Natural language region descriptions:
□ □ □ □
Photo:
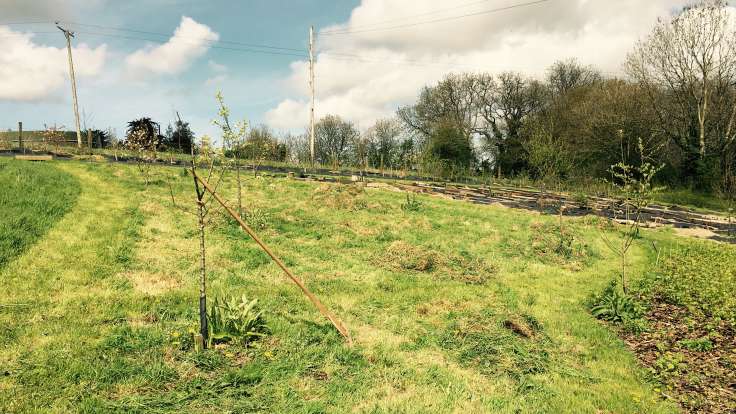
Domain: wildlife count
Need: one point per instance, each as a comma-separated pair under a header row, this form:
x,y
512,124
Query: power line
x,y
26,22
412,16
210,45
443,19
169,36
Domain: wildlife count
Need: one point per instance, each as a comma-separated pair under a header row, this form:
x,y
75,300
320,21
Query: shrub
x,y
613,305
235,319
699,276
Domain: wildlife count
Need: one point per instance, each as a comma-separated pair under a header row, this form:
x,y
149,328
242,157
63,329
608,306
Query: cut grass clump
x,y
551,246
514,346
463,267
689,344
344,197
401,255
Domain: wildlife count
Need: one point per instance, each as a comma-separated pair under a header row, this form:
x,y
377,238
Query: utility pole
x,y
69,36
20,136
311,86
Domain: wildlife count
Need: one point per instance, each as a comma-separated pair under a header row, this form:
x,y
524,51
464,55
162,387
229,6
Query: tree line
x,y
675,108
□ □ □ □
» **EXERCISE AIM**
Reproduce the records above exactly, excluding every picture.

» **YOUR RESPONSE**
Photo:
Domain: wildlife count
Need: one point per instance, each as a comma-separated pair under a header row, this form:
x,y
512,124
Query: power line
x,y
26,22
412,16
210,45
443,19
169,36
Domain: wildlife count
Need: one point per instance, each as a comma-separated pair under a header row, this form:
x,y
75,300
320,21
Query: shrub
x,y
613,305
235,319
699,276
Domain: wildlife count
Need: one point per instance, each as a comma-separated pair under a header row, this form:
x,y
149,328
242,157
63,329
608,306
Query: cut grass clump
x,y
551,246
514,346
463,267
689,344
344,197
401,255
Domain: wildlife count
Need: one point per instance, each as a comma-separated pair under a header row, this form:
x,y
377,238
Query: utility pole
x,y
69,36
20,136
311,86
Domain: wildlife count
Need: one point per instance, each as a comma-separated pair under a header row, this form:
x,y
524,51
464,55
162,387
229,6
Query: tree line
x,y
675,108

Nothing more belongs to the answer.